◆ SELECTED EXTRACT ◆
►
Research and career 
She was appointed a Royal Commission for the Exhibition of 1851 Research Fellow at the University of California, Berkeley in 2010. She worked with Christopher Chang on fluorescent sensors for copper. She was made an Australian Research Council Discovery Early Career Research Fellow in 2012, working on molecular imaging. New's group developed reversible fluorescent sensors for cellular redox environments. She provided the first examples of reversible ratiometric cytoplasmic sensing and mitochondrial sensing. They develop cobalt complexes for contrast agents in magnetic resonance imaging. The complexes can be used to monitor oxidative stress.

New was made a lecturer in 2015 and a senior lecturer in 2016. In 2017 she received the ChemComm Emerging Investigator. She was appointed Associate Professor in 2018.
◄
Region outline records:
►
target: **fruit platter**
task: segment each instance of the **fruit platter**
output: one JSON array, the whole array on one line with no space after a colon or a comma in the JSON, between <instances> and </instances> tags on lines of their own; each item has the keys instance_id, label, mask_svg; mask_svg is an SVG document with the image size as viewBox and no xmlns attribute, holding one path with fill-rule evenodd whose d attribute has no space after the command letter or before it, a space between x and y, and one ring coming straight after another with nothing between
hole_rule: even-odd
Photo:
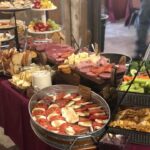
<instances>
[{"instance_id":1,"label":"fruit platter","mask_svg":"<svg viewBox=\"0 0 150 150\"><path fill-rule=\"evenodd\" d=\"M109 106L99 95L91 92L91 99L84 99L79 87L71 85L54 85L36 93L29 113L37 133L46 135L50 144L56 142L55 147L60 143L63 147L63 140L70 145L77 137L99 136L110 119Z\"/></svg>"},{"instance_id":2,"label":"fruit platter","mask_svg":"<svg viewBox=\"0 0 150 150\"><path fill-rule=\"evenodd\" d=\"M1 19L0 20L0 29L12 29L14 28L14 23L11 22L11 20Z\"/></svg>"},{"instance_id":3,"label":"fruit platter","mask_svg":"<svg viewBox=\"0 0 150 150\"><path fill-rule=\"evenodd\" d=\"M0 42L6 42L14 39L14 35L10 33L0 33Z\"/></svg>"},{"instance_id":4,"label":"fruit platter","mask_svg":"<svg viewBox=\"0 0 150 150\"><path fill-rule=\"evenodd\" d=\"M50 0L34 0L32 4L32 10L34 11L46 11L55 9L57 9L57 7Z\"/></svg>"},{"instance_id":5,"label":"fruit platter","mask_svg":"<svg viewBox=\"0 0 150 150\"><path fill-rule=\"evenodd\" d=\"M131 81L137 73L138 66L138 62L132 62L128 74L123 77L123 82L119 87L120 91L126 91L128 89ZM133 84L129 88L129 92L150 94L150 77L146 72L146 67L147 70L150 70L150 61L141 67L140 72L138 73Z\"/></svg>"},{"instance_id":6,"label":"fruit platter","mask_svg":"<svg viewBox=\"0 0 150 150\"><path fill-rule=\"evenodd\" d=\"M110 54L110 56L115 54ZM96 83L101 84L107 80L110 81L112 72L116 70L116 75L121 75L126 72L126 61L119 63L119 59L123 55L119 55L118 62L113 62L108 54L96 55L95 53L79 52L78 54L72 54L65 60L64 64L67 64L72 70L75 70L81 76L86 77ZM117 56L117 54L116 54ZM123 56L125 59L130 59L127 56Z\"/></svg>"},{"instance_id":7,"label":"fruit platter","mask_svg":"<svg viewBox=\"0 0 150 150\"><path fill-rule=\"evenodd\" d=\"M132 62L129 71L123 77L122 83L118 87L118 99L126 93L122 100L122 105L150 106L150 62L146 62L138 72L139 62ZM148 73L149 72L149 73ZM137 74L136 78L135 75ZM134 80L134 81L133 81ZM132 83L132 84L131 84ZM130 87L130 88L129 88Z\"/></svg>"},{"instance_id":8,"label":"fruit platter","mask_svg":"<svg viewBox=\"0 0 150 150\"><path fill-rule=\"evenodd\" d=\"M28 32L32 34L49 34L60 30L60 25L51 19L48 19L46 24L44 24L41 20L33 20L28 26Z\"/></svg>"},{"instance_id":9,"label":"fruit platter","mask_svg":"<svg viewBox=\"0 0 150 150\"><path fill-rule=\"evenodd\" d=\"M30 0L13 0L13 1L1 1L1 11L17 11L31 8Z\"/></svg>"}]
</instances>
◄
◆ EXERCISE DETAILS ◆
Type out the research career passage from "Research and career" up to and including "monitor oxidative stress.". Rely solely on the research career passage for your answers.

◆ FINISHED TASK ◆
Research and career 
She was appointed a Royal Commission for the Exhibition of 1851 Research Fellow at the University of California, Berkeley in 2010. She worked with Christopher Chang on fluorescent sensors for copper. She was made an Australian Research Council Discovery Early Career Research Fellow in 2012, working on molecular imaging. New's group developed reversible fluorescent sensors for cellular redox environments. She provided the first examples of reversible ratiometric cytoplasmic sensing and mitochondrial sensing. They develop cobalt complexes for contrast agents in magnetic resonance imaging. The complexes can be used to monitor oxidative stress.